====== Extract provided ======

In an interview Wednesday morning, former Secretary of State John Kerry, Biden’s international climate change envoy, also said he hoped to see the United States announce new, more ambitious emissions targets “at or before” a summit that Biden intends to host April 22, which is Earth Day, although he declined to put numbers to those targets.

“That’s pretty high gear,” Kerry said, adding, “The United States needs to be as ambitious as possible, because our credibility has been tarnished in these four years we have been absent.”

Wednesday’s raft of executive orders focused on three main themes: job creation, environmental justice and weaving climate change into every facet of the government.

Taking the first significant steps toward one of Biden’s most controversial campaign promises, the orders directed the secretary of the Interior Department “to pause on entering into new oil and natural gas leases on public lands and offshore waters to the extent possible” while beginning a “rigorous review” of all existing fossil fuel leases and permitting practices, according to a fact sheet provided by the White House.

Federal agencies also were ordered to eliminate fossil fuel subsidies “and identify new opportunities to spur innovation.” Overhauling the tax breaks — worth billions of dollars to the oil, coal and gas industries — to help pay for Biden’s $2 trillion climate change plan was also a major campaign promise. Both plans are expected to face strong opposition in Congress.

Wednesday’s executive orders also set broad new foreign policy goals.

They formalized the role for Kerry as Biden’s new international climate envoy, with a seat on the National Security Council. And the orders specified that climate change, for the first time, will be a core part of all foreign policy and national security decisions.

“We applaud this,” said Erin Sikorsky, who led climate and national security analysis across federal intelligence agencies until last year and is now deputy director of the Center for Climate & Security, a Washington-based think tank. “It moves us beyond what Obama did.”

The United States has struggled to meet its promises under the Paris Agreement, the 2015 international accord to fight climate change; under those terms the United States had pledged to slash emissions up to 28% below 2005 levels by 2020. Nevertheless, Biden’s orders will kick off a process to develop new and more ambitious targets that will be announced in advance of a major UN summit at the end of the year.

First on the international agenda, though, will be a Climate Leaders Summit in April that administration officials said will likely include heads of state from major emitting countries and a handful of others that have been significant players in the global climate negotiations.

Kerry in his interview did not commit to announcing the new targets at that gathering but said, “our goal would be to try to do that at or before” the leaders’ summit.

“We’re coming back after four years of absence. We have to have some humility here, recognizing that the president of the United States, our predecessor, angered a lot of people and created a lot of unhappiness and left a trail of doubt about where America is going to go,” Kerry said.

US energy analysts have speculated the Biden administration could reasonably promise to cut emissions between 40% and 50% below 2005 levels by 2030. Europeans and environmental activists have urged the United States to go further, as far as 70%.

Kerry on Wednesday said it was “way too premature” to talk numbers but said he was mindful that the United States needs to be ambitious and realistic at the same time.

“We have to do it in a way that is achievable and reasonable,” he said.

====== Given information ======

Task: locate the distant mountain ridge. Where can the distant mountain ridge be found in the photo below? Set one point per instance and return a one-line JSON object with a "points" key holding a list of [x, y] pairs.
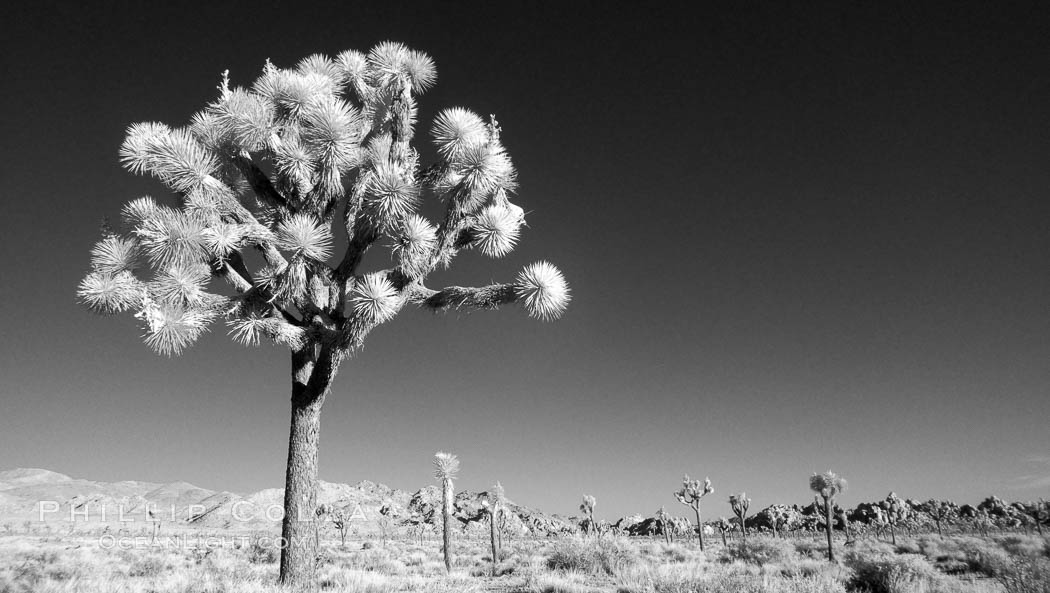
{"points": [[28, 493]]}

======

▶ **What you should do**: Copy out, word for word, the passage of the climate policy article above that runs between "Federal agencies also" and "foreign policy goals.", inclusive.

▶ **Output for this exercise**:
Federal agencies also were ordered to eliminate fossil fuel subsidies “and identify new opportunities to spur innovation.” Overhauling the tax breaks — worth billions of dollars to the oil, coal and gas industries — to help pay for Biden’s $2 trillion climate change plan was also a major campaign promise. Both plans are expected to face strong opposition in Congress.

Wednesday’s executive orders also set broad new foreign policy goals.